---------- Texte extrait ----------
Passage Vandernotte

 » La base de la Reconstruction c’est l’îlot, ce n’est pas la rue. Et c’est l’assemblage des îlots qui, comme un damier, forme le plan.

L’îlot Vandernotte est caractéristique de ce que  la Reconstruction a produit et qui a aujourd’hui échappé à la ville. Ces îlots sont privés, ça c’est une première difficulté. Le cœur d’îlot est la copropriété de tous les riverains, ce qui  correspond  ici  à  150 ou 200 personnes différentes, sur plusieurs copropriétés elles-même. C’est une copropriété de copropriétés. Vous voyez ce que je veux dire en matière de discussion avec la ville. Avec les gens qui sont pour que ça évolue, ceux qui sont généralement majoritaires et qui ne sont pas pour, c’est un imbroglio juridique. »

 » Comme il faut reconstituer les copropriétés en fonction des valeurs du cadastre, les gens du front de mer d’avant-guerre sont retournés sur le front de mer, les gens des quartiers populaires se sont notamment retrouvés dans le quartier de la gare. Socialement, il n’y a pas eu de mixité. »

 » La logique des cœurs d’îlots de la Reconstruction c’est plusieurs usages.  Beaucoup  de  parkings,  de garages, parce que c’est une ville qui est reconstruite pour être adaptée à la voiture, qui est la grande conquête de l’époque. Mais il y a aussi la notion des cœurs d’îlots jardins. Ce que vous avez ici ce sont les vestiges d’un square qui était fait pour que les habitants aient un espace extérieur, séparé des voitures pour la sécurité des enfants. Là où le pick-up s’est installé, c’était un espace pour que les enfants puissent jouer. On a planté, ça devrait être un espace pour que les habitants aient une vie de quartier. »

 » Il y a quelques cas particuliers de cœurs d’îlots habités, c’est le cas ici. Le cœur d’îlot étant très grand, il a été construit. Ces maisons sont très intéressantes : on a les pièces techniques au Nord et un double niveau de loggias côté Sud, avec les jardins. Donc toujours le souci de l’orientation solaire qui est vraiment la marque de Le Maresquier. Les parties techniques sont en bas, les pièces sales, puisque le jardin est utilitaire dans la France des années 50. Il y a le garage, la souillarde. Au premier niveau vous avez généralement cuisine- salon-séjour et au second niveau vous avez les chambres. Il y a une hiérarchie à trois niveaux. »

 » L’intérêt de l’orientation solaire, c’est que les bâtiments ne se font pas d’ombre. Parce que la largeur des cœurs d’îlots correspond généralement à la façade couchée. Là on a un très bon exemple de la maîtrise par Le Maresquier de la course du soleil. »
---------- Données fournies ----------
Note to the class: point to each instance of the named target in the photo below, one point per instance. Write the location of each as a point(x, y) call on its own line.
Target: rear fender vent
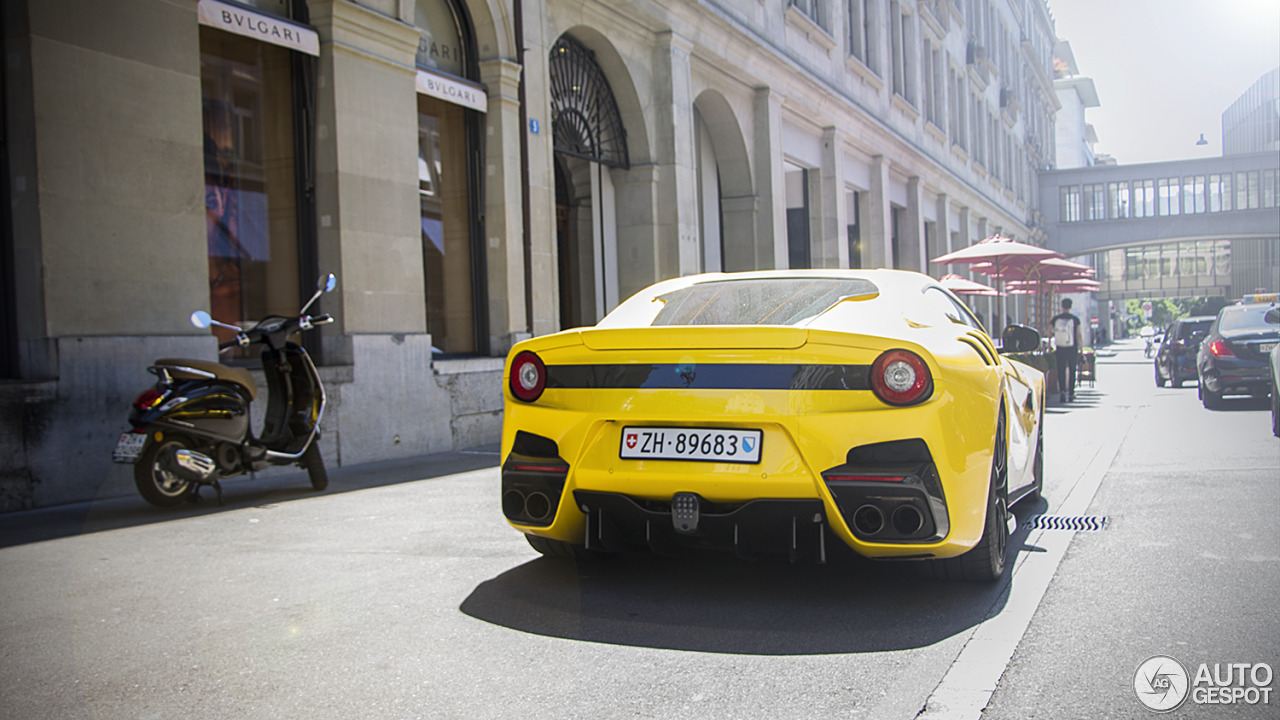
point(981, 349)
----------
§ Objectifs
(1) Répondez brièvement à ces questions sur le texte consacré à l'îlot Vandernotte :
(a) Combien de personnes différentes la copropriété du cœur d'îlot réunit-elle ?
(b) Dans quel quartier les gens des quartiers populaires se sont-ils notamment retrouvés ?
(c) Quelles pièces se trouvent au second niveau des maisons du cœur d'îlot ?
(2) Poursuivez le texte sur l'îlot Vandernotte à partir de sa dernière phrase, dans le même style oral.
Le matériel ci-dessus provient d'une autre source que le texte sur l'îlot Vandernotte.

§ Réponses par consigne
(1)
(a) 150 ou 200 personnes.
(b) Le quartier de la gare.
(c) Les chambres.

(2)
 » La ville avait un projet de construction d’une résidence étudiante et voulait réaménager le cœur d’îlot pour que celui-ci soit respirant, il devait y avoir des accès piétons par le cœur d’îlot voisin pour rejoindre la gare. Rien ne s’est fait, la copropriété a refusé. Du coup elle est en cul-de- sac, très fermée. »

 » Ils ne veulent pas que la ville s’occupe de leurs affaires. Chacun fait ce qu’il veut. Vous avez vu qu’il y a un concessionnaire automobile à l’entrée, le type en fait il revend des voitures qu’il remet en état. Et il le fait là. Et que je te fais la vidange en off… En gros tout le monde utilise l’espace pour ses petits machins. Il y a quelqu’un qui a transformé des garages en salle de sport off. Il y a tout un imbroglio d’usages qui fait que les propriétaires préfèrent que la ville ne se mêle pas de ce qu’ils font. »

 » Là on a un bon exemple de l’exondation. Ce que vous avez là ce sont les maisons d’avant- guerre. C’est l’ancien niveau du quartier,  qui  a été remblayé. Aujourd’hui on descend dans ces maisons qui sont en contrebas de la voirie. »

 » Alors l’intérêt des cœurs d’îlots, très souvent, ce sont les jardins. Saint-Nazaire a la chance d’être une ville de jardins. Toutes les maisons de la Reconstruction ont des jardins, d’une moyenne basse de 250m². On voit la différence d’appropriation entre des copropriétés, numériquement très nombreuses, des règlements de copropriété imposés et par exemple ce genre de maison. Ce sont des maisons années 50, de famille, avec jardin et vous voyez comment elles sont appropriées. »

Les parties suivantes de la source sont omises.